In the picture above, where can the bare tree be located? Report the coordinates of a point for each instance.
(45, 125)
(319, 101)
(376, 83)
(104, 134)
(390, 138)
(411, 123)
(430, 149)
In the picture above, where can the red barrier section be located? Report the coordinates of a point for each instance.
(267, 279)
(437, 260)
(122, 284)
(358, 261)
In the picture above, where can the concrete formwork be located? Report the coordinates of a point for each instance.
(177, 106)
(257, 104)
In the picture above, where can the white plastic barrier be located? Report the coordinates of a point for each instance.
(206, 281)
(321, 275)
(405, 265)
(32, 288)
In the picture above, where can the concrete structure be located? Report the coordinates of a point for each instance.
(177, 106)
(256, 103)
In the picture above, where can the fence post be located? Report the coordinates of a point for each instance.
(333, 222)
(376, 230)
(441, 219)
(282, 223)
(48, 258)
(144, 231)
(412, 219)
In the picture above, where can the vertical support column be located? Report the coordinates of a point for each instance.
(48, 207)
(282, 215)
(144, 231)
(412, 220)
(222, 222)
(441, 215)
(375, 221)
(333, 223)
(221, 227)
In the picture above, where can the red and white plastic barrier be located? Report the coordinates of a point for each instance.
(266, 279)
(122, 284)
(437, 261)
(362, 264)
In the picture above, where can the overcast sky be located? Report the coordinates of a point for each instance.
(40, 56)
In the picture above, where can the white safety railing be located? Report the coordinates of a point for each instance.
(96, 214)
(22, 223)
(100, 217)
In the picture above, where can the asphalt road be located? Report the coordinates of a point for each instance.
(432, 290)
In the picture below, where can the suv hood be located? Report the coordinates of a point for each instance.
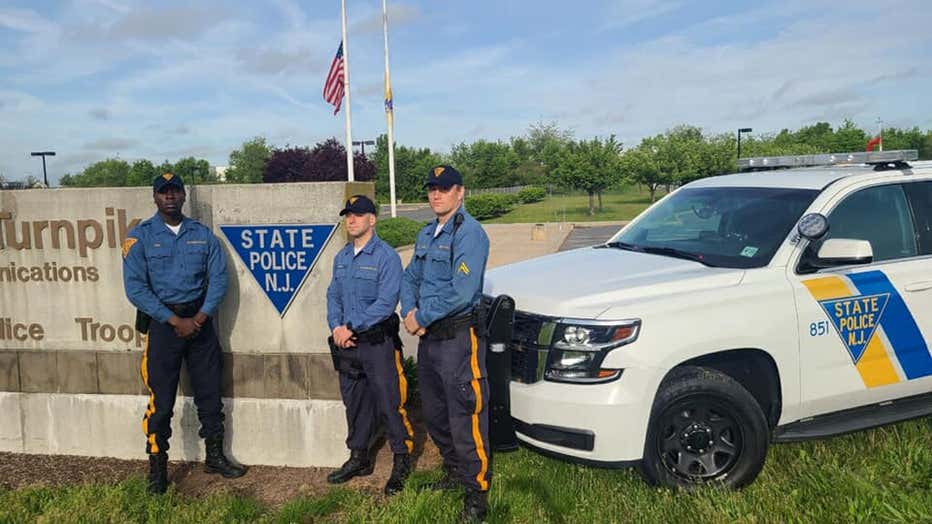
(584, 283)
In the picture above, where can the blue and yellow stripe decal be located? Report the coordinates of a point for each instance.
(860, 306)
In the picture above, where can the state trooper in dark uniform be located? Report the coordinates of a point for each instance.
(175, 273)
(440, 297)
(361, 301)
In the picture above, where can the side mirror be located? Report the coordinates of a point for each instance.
(845, 251)
(812, 226)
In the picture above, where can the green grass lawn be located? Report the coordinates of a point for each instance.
(622, 204)
(882, 475)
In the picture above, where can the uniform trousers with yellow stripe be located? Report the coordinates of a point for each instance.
(454, 395)
(161, 366)
(381, 390)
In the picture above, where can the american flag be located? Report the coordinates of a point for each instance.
(333, 87)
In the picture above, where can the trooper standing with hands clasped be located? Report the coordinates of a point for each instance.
(175, 273)
(440, 301)
(366, 348)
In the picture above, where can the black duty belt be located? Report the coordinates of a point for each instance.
(346, 360)
(186, 309)
(377, 334)
(446, 328)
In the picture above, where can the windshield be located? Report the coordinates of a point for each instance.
(738, 227)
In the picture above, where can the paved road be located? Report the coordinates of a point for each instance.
(583, 236)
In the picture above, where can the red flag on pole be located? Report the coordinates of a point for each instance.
(333, 86)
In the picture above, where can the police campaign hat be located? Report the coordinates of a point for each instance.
(167, 179)
(444, 176)
(358, 205)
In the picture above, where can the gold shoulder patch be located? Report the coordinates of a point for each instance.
(127, 245)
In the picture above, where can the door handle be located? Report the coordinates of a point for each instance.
(919, 286)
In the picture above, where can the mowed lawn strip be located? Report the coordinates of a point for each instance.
(622, 204)
(881, 475)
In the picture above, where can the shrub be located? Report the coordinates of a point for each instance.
(490, 205)
(531, 194)
(399, 231)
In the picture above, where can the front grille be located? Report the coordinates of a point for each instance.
(529, 348)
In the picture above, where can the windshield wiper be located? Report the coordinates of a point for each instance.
(622, 245)
(655, 250)
(677, 253)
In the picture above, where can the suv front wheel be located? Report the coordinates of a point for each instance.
(705, 428)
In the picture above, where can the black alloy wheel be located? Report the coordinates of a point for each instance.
(705, 428)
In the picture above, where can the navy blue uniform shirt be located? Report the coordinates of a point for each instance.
(161, 268)
(364, 287)
(446, 273)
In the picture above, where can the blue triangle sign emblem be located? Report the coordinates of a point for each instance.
(856, 319)
(279, 256)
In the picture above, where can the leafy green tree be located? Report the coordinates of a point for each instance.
(547, 143)
(326, 162)
(591, 166)
(849, 137)
(640, 165)
(248, 162)
(141, 173)
(194, 171)
(111, 172)
(411, 168)
(486, 164)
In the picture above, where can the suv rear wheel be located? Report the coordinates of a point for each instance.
(705, 428)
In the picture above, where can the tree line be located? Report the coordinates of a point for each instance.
(546, 155)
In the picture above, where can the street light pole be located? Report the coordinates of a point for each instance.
(43, 154)
(742, 130)
(362, 144)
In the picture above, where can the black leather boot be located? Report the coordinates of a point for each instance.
(401, 468)
(475, 506)
(358, 465)
(158, 473)
(217, 462)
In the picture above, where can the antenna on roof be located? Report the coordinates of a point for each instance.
(878, 158)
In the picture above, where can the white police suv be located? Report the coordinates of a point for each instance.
(790, 302)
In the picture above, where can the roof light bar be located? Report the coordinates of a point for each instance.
(828, 159)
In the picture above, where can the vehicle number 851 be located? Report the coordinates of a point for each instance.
(817, 329)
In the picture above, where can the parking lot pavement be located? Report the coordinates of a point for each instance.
(584, 236)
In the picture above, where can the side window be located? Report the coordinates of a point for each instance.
(880, 215)
(920, 196)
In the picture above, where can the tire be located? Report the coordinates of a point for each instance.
(705, 428)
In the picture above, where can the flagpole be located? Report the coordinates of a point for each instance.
(389, 115)
(880, 134)
(349, 113)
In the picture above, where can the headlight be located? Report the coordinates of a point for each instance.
(580, 346)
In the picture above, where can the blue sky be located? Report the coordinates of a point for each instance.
(93, 79)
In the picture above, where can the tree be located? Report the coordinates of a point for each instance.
(486, 164)
(247, 164)
(141, 173)
(326, 162)
(640, 165)
(111, 172)
(194, 171)
(849, 137)
(411, 168)
(547, 142)
(286, 165)
(592, 166)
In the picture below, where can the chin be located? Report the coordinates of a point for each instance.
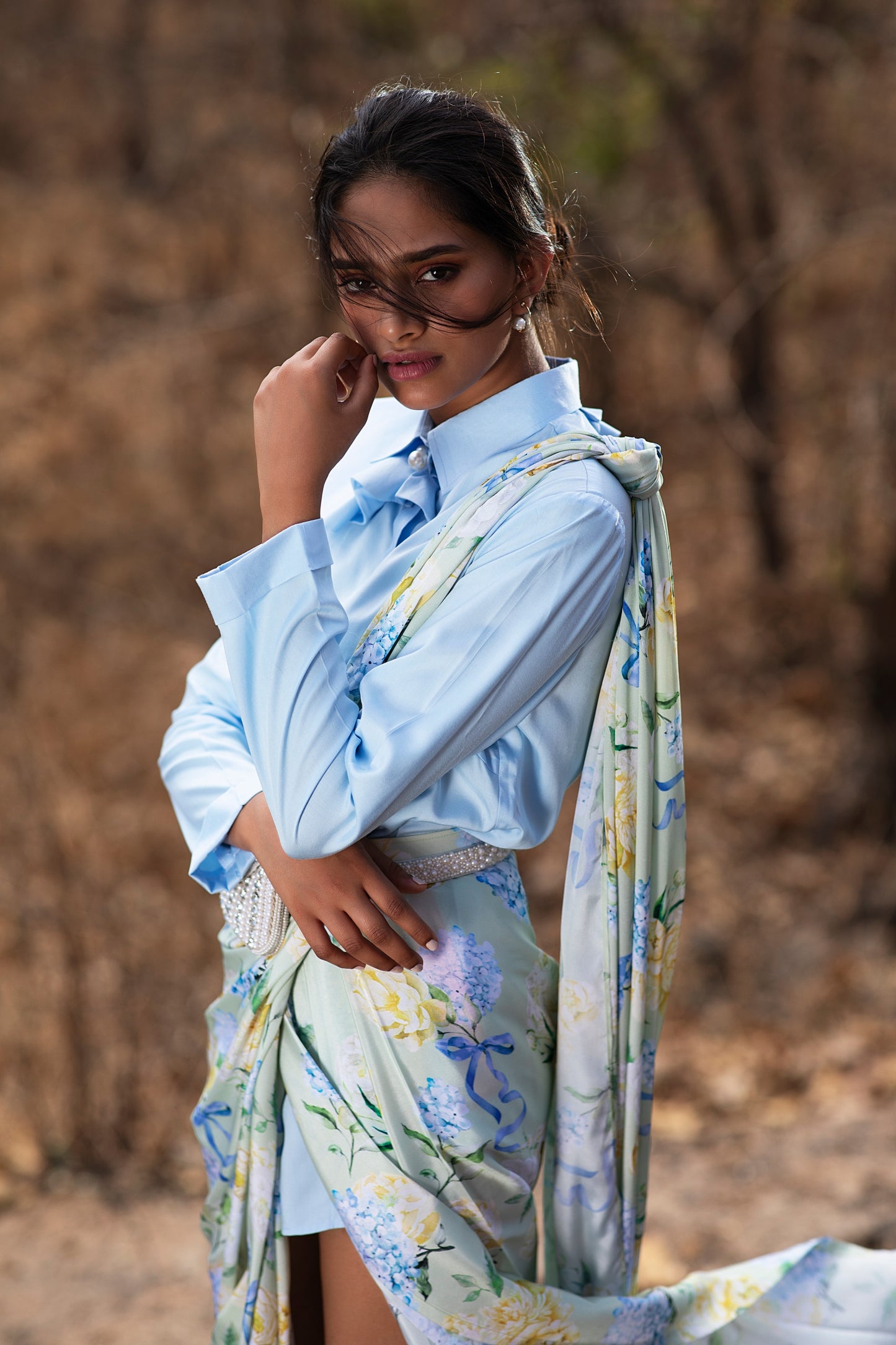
(421, 395)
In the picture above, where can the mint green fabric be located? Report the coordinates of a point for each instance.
(425, 1098)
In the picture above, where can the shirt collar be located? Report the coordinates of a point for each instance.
(476, 442)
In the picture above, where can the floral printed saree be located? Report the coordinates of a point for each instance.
(430, 1102)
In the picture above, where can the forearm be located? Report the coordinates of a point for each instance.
(208, 771)
(332, 774)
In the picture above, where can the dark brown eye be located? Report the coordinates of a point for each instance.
(446, 272)
(357, 284)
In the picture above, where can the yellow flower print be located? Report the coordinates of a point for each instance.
(663, 950)
(267, 1320)
(667, 603)
(401, 1004)
(252, 1040)
(578, 1005)
(241, 1173)
(415, 1208)
(717, 1298)
(621, 818)
(526, 1316)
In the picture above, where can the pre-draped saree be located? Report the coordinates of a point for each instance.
(424, 1098)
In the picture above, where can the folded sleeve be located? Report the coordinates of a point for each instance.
(208, 771)
(539, 587)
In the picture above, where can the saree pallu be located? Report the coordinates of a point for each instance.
(426, 1099)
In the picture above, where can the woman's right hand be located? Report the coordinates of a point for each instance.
(348, 895)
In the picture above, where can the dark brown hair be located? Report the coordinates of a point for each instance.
(473, 163)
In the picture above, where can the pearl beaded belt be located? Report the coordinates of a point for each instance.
(453, 864)
(260, 919)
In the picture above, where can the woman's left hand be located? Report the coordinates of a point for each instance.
(307, 413)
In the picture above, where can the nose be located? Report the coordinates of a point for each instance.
(397, 326)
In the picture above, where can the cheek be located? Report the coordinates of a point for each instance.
(359, 319)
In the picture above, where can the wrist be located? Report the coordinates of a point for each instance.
(252, 826)
(283, 513)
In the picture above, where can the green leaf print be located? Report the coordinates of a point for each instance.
(495, 1279)
(425, 1140)
(323, 1113)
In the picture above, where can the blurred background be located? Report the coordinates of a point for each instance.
(732, 167)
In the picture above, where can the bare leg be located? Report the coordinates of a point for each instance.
(355, 1309)
(305, 1300)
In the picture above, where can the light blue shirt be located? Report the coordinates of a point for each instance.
(481, 722)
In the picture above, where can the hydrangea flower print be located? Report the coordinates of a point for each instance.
(442, 1109)
(672, 732)
(388, 1251)
(466, 972)
(641, 916)
(223, 1029)
(571, 1126)
(641, 1321)
(317, 1079)
(505, 883)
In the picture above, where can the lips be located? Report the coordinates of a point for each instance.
(413, 365)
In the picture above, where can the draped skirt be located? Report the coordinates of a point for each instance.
(425, 1101)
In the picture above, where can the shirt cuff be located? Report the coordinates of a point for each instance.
(234, 587)
(214, 864)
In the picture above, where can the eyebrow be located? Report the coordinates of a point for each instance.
(437, 251)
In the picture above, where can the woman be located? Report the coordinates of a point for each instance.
(406, 685)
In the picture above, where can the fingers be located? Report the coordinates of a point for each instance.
(323, 946)
(366, 382)
(382, 949)
(367, 937)
(394, 906)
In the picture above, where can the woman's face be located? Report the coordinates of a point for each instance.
(428, 366)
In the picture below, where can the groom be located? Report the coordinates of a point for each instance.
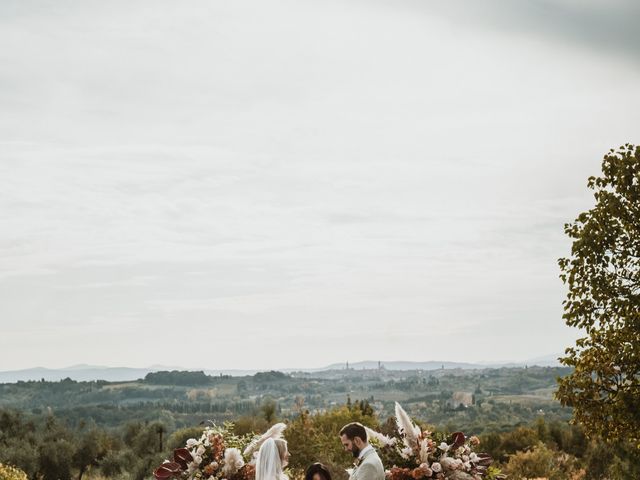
(368, 464)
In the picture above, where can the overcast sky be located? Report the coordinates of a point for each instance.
(268, 184)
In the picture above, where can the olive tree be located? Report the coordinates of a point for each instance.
(603, 278)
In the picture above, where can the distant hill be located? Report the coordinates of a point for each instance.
(122, 374)
(401, 365)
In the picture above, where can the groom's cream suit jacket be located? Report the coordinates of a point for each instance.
(369, 466)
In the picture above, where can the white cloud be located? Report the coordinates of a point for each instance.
(261, 171)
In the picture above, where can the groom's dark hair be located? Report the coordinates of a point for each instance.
(353, 430)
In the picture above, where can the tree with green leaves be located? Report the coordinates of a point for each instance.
(603, 277)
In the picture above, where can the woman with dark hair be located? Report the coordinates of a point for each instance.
(317, 471)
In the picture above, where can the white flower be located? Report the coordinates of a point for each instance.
(448, 463)
(232, 461)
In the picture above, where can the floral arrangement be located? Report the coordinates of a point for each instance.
(7, 472)
(216, 455)
(425, 458)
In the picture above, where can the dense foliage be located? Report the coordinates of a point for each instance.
(603, 277)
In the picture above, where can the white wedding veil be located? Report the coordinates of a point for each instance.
(269, 463)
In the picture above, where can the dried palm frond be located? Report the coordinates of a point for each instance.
(382, 439)
(409, 431)
(274, 432)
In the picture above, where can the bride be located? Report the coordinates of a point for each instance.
(273, 456)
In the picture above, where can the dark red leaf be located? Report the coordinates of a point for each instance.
(167, 470)
(458, 439)
(182, 456)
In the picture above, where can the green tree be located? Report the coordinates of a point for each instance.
(603, 277)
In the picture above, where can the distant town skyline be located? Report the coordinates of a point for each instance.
(263, 184)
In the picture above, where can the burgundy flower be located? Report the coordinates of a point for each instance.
(167, 470)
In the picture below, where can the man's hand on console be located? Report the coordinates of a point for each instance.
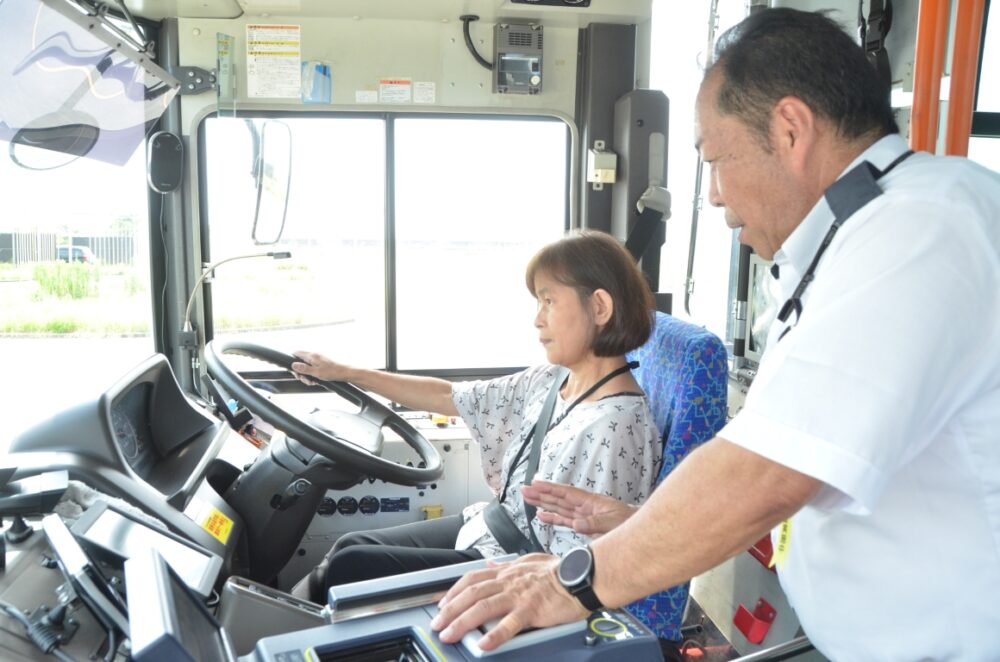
(524, 593)
(584, 512)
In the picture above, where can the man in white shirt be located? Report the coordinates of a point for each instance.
(870, 440)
------
Work to be completed
The lines to repeat run from the line containing "In the picture above, where can the dense" through the last line of the material above; give them exactly, without the pictures.

Result of this task
In the picture above, where can the dense foliage be located? Report the coordinates of a point for each instance.
(603, 277)
In the picture above, where can the white wedding veil be located? Report the coordinates of a point for each instance.
(269, 463)
In the picture above, where can the dried palm frond be located? Report the coordinates of a point for each instance.
(382, 439)
(409, 431)
(274, 432)
In the picture above, where can the bride be located? Report the coordinates of a point for each instance.
(273, 456)
In the picture above, where can the dark red leaf be located? Report the coordinates of a point for each instance.
(167, 470)
(458, 439)
(182, 456)
In the picture above, where can the green tree be located? Report the coordinates of a point for each instance.
(603, 277)
In the picture above, where can the distant town skyline be located? Report the coordinates of a point for each instance.
(263, 184)
In the picture above, where can the burgundy flower be located? Report the coordinates of a point for each instance.
(167, 470)
In the picture below, where can the man's hand on console be located? Report the coordinates of a point for each instance.
(524, 593)
(584, 512)
In the picture above, where can the man in white shirt be located? Report the coordinates of a point for each instance.
(870, 440)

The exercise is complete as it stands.